WHAT THE TASK REQUIRES
Copy out each line of the listing below where the string "towel" appears.

===== RECORDS TO PROCESS =====

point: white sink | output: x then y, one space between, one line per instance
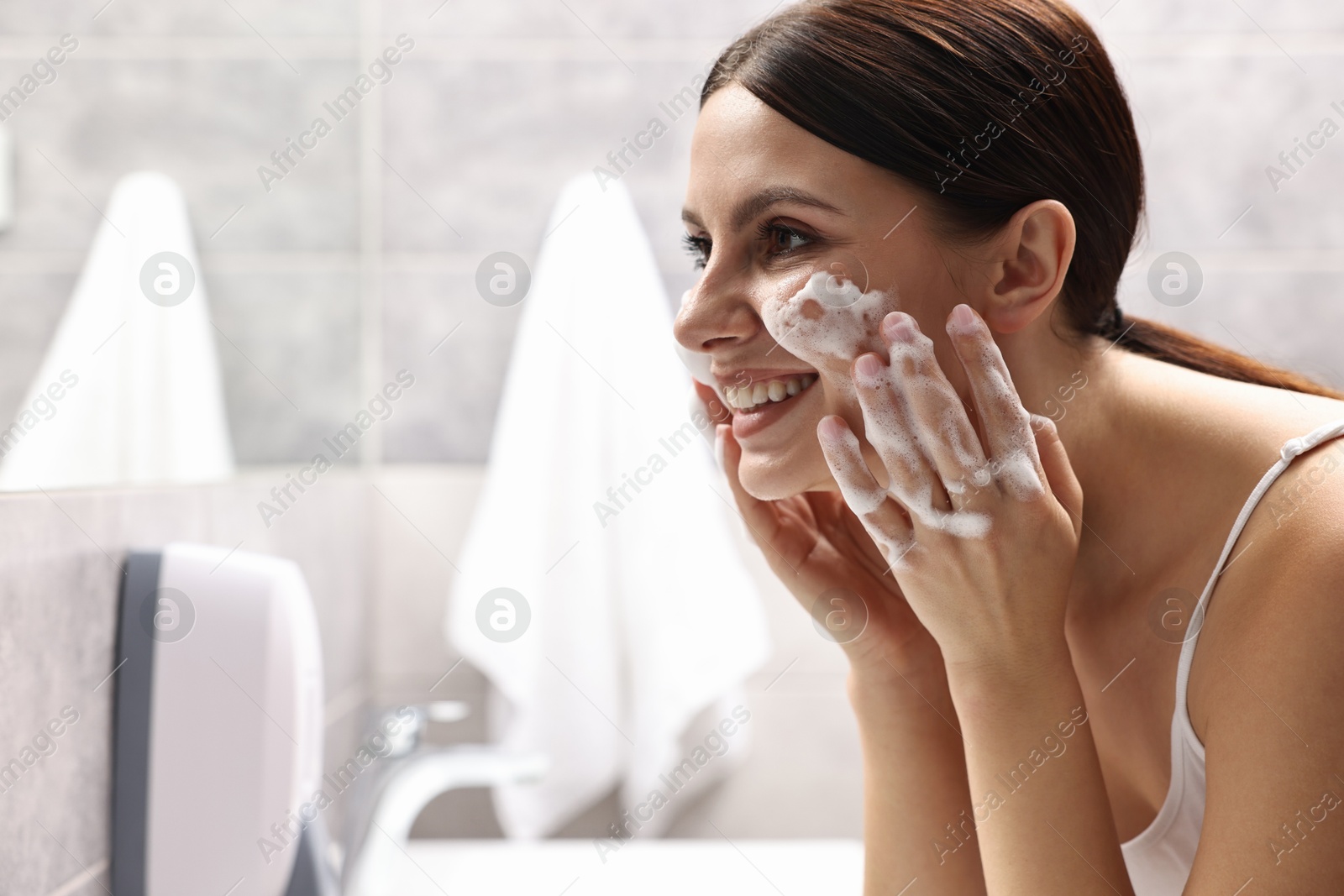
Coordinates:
649 868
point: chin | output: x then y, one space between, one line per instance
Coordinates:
777 476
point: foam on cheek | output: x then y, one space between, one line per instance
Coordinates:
827 322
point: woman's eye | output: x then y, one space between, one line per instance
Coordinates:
698 248
783 239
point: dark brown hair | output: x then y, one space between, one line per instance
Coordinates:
985 107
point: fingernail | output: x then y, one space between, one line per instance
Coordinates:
963 317
869 367
900 328
719 432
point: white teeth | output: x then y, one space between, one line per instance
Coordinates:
748 396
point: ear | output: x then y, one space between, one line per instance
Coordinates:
1032 255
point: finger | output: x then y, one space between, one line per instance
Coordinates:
1059 472
882 517
714 406
890 429
1008 438
945 430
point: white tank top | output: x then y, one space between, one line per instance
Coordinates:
1160 857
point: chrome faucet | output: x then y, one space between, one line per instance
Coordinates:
417 774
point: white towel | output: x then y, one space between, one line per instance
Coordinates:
643 610
129 390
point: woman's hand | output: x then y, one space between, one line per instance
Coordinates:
980 530
822 553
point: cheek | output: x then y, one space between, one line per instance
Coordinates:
830 322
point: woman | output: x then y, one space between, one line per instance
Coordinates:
911 217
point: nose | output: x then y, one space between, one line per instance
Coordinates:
716 316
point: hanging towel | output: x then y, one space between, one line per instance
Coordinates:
597 508
129 390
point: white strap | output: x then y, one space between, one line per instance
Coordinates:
1287 454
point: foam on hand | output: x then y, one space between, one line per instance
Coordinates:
828 322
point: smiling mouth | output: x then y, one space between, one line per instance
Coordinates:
766 392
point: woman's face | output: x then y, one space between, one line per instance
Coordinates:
769 207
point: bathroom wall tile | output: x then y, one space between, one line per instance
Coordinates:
140 18
487 145
288 343
449 412
1209 141
1214 16
33 302
1284 317
210 125
421 517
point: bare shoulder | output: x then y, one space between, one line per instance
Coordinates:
1265 689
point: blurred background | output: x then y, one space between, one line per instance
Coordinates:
362 261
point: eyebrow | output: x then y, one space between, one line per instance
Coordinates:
757 203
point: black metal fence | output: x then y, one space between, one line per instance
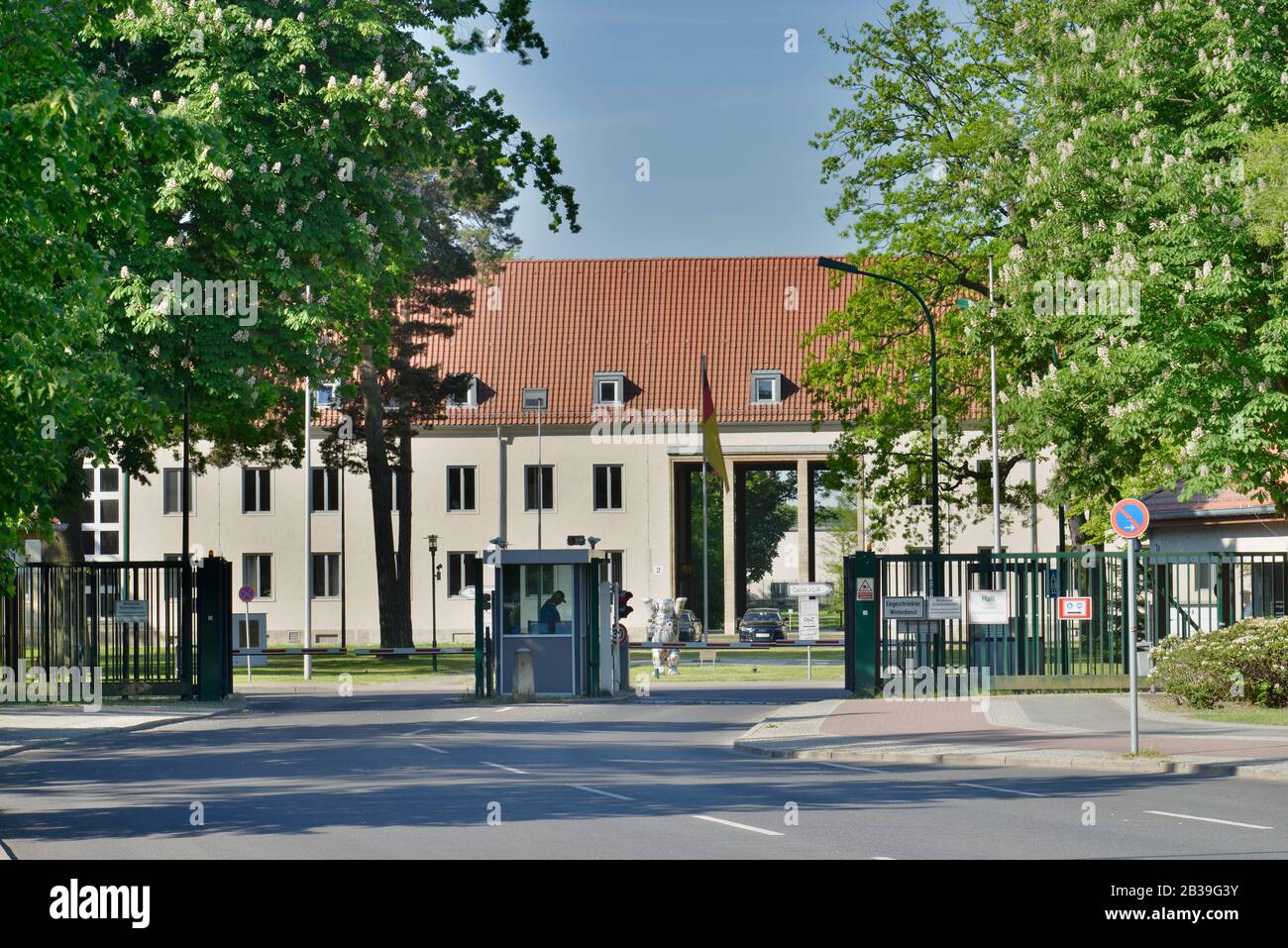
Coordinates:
129 620
1177 594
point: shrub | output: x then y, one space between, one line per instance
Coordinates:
1245 661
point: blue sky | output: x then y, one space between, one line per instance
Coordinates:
708 95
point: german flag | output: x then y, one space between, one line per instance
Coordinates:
711 453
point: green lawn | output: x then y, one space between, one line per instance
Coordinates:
1229 712
362 668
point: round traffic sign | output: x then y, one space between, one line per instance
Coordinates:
1129 518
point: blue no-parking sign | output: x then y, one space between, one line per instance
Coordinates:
1129 518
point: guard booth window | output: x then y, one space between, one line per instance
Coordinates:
537 599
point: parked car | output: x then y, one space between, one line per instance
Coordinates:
761 625
690 626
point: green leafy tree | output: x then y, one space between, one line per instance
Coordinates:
927 156
71 192
1150 262
316 129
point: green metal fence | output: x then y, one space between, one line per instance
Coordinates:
1177 594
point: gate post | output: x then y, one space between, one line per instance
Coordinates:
864 631
214 629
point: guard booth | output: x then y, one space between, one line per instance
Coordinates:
559 605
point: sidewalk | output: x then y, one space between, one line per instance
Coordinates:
1076 730
27 728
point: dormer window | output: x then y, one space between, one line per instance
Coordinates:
767 386
325 395
609 388
471 399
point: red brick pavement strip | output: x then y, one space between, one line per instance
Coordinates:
962 723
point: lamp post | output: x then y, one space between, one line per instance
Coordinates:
433 595
934 398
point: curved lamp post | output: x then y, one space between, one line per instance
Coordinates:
934 397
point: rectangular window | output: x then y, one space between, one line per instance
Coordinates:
256 491
767 386
471 399
460 572
325 488
608 485
609 388
460 489
539 492
258 574
171 479
984 483
326 575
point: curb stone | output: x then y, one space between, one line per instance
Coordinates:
1257 772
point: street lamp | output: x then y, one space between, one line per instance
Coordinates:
537 401
434 576
934 397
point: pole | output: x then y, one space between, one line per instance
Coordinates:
997 467
1132 545
344 566
308 530
433 603
541 479
185 557
706 552
934 399
246 636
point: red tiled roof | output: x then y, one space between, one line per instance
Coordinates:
558 322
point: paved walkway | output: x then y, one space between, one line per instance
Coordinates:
39 727
1059 729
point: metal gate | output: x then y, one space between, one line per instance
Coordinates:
65 616
1177 594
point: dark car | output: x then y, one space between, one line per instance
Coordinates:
763 625
690 626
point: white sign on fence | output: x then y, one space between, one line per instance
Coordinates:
903 607
988 607
807 630
809 588
944 607
132 610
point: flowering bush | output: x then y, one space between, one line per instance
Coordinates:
1247 661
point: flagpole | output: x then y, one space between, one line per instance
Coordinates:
706 587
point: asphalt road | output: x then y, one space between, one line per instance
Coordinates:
398 775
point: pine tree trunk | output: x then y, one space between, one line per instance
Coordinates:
390 582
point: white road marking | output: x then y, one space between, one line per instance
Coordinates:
735 826
1001 790
850 767
502 767
601 792
1210 819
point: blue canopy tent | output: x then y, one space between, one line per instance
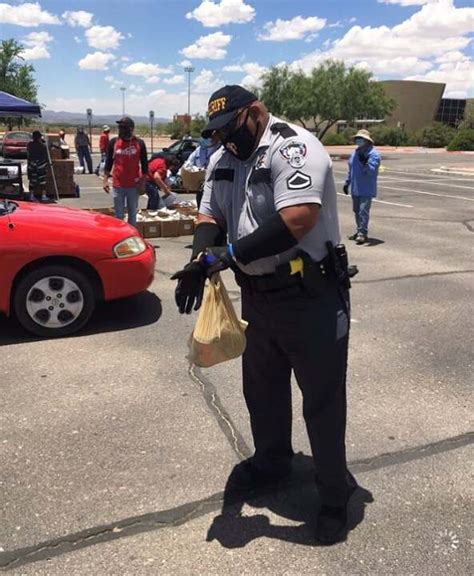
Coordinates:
14 107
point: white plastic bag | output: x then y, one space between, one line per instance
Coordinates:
218 335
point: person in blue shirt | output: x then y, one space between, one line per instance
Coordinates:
200 159
361 179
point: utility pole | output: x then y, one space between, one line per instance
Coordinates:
152 120
122 88
189 70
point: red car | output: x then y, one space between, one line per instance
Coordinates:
56 262
15 143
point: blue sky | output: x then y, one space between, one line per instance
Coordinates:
84 51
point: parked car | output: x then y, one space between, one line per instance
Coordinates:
57 262
180 150
15 143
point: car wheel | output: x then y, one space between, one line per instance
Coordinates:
54 301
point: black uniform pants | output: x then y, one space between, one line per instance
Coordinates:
291 331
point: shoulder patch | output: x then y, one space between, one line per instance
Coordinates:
298 181
294 152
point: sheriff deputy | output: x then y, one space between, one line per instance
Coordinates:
269 212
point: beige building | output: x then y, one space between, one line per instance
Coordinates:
416 103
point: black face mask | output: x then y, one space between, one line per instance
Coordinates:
125 132
241 142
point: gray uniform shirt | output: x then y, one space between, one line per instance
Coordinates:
282 172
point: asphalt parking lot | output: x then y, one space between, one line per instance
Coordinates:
115 454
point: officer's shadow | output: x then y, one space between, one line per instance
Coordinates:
295 499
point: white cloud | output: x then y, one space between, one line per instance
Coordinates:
211 46
36 45
96 61
28 15
215 14
103 37
435 34
253 72
295 29
143 69
79 18
457 76
177 79
205 82
407 2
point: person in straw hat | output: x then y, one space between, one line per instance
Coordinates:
361 179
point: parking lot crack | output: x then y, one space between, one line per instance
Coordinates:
223 419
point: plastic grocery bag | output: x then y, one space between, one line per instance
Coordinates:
218 335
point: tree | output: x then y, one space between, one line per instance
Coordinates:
330 92
16 77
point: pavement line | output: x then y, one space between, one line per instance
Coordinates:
419 174
380 201
408 276
427 193
181 514
425 181
224 421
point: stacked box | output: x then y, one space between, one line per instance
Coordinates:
64 173
151 229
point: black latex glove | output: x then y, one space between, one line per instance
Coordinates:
216 258
190 287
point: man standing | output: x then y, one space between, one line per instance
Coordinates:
271 189
83 149
200 159
103 145
364 165
128 157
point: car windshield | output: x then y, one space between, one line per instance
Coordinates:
7 207
18 136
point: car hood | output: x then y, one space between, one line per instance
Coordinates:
61 222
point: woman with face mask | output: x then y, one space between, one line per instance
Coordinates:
364 165
127 156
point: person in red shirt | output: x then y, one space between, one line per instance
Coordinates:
128 158
103 144
156 182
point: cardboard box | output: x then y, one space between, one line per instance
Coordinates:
169 228
151 229
192 181
186 227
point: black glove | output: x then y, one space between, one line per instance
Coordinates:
217 258
190 287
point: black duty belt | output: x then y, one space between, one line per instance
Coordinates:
300 271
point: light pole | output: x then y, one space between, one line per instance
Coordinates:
122 88
189 70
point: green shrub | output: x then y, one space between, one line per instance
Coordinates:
437 135
389 136
333 139
462 140
349 134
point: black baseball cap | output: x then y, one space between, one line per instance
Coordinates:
223 106
126 121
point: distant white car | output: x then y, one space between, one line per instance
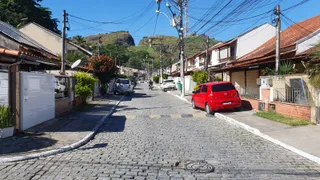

=====

SOLUTION TO THE EXERCISE
point: white towel | output: x then y, one space between, one line per instance
point: hanging towel | output: x then y, one space between, one line per instance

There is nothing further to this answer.